_Goal 1_
Gather every line of the records below that contains the word "white".

_Passage provided_

______

6
  1. I have a list of strings containing 50 million search queries. [1-500+ words in each query].
  2. I also have a list of strings containing 500 words and phrases I need to return indices of search queries (1) that contain any word or phrase (2).

The goal is to only keep queries related to a certain topic (movies) and then use NLP to cluster these filtered queries (stemming -> tf_idf -> pca -> kmeans).

I tried to filter queries using nested loops, but it would take more than 10 hours to finish.

filtered = []
with open('search_logs.txt', 'r', encoding='utf-8') as f:
    for i, line in enumerate(f):
        query, timestamp = line.strip().split('\t')
        for word in key_words:
            if word in query:
                filtered.append(i)

I looked into solutions which use regex (word1|word2|...|wordN), but the problem is that i cannot combine queries into a large string since i need to filter irrelevant queries.

______

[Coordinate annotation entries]
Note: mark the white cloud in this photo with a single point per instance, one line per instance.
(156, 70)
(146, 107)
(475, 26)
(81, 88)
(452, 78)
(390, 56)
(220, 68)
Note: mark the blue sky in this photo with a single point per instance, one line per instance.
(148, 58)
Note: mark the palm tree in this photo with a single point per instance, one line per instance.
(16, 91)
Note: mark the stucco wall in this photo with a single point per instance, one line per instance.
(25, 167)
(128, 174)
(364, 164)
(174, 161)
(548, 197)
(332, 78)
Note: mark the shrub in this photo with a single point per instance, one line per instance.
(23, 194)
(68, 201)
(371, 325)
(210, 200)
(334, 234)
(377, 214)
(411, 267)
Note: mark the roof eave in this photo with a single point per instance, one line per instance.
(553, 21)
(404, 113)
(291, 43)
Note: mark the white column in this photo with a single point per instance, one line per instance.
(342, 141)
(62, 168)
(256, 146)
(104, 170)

______

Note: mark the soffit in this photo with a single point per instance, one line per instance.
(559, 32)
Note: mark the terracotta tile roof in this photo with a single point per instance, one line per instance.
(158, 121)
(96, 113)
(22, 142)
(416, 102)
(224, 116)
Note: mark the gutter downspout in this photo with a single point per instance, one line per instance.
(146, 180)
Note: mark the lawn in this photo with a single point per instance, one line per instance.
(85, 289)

______

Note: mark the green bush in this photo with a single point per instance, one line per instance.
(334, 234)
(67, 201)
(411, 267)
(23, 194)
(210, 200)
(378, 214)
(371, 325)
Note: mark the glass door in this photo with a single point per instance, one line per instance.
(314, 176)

______

_Goal 2_
Which steps of the NLP clustering pipeline does the post about filtering search queries list?

_Full answer 1_
Note: mark the white cloud in this photo with a single point per instance, one line per instance.
Note: mark the white column in this photo with a single point per instance, one line per instance.

_Full answer 2_
stemming
tf_idf
pca
kmeans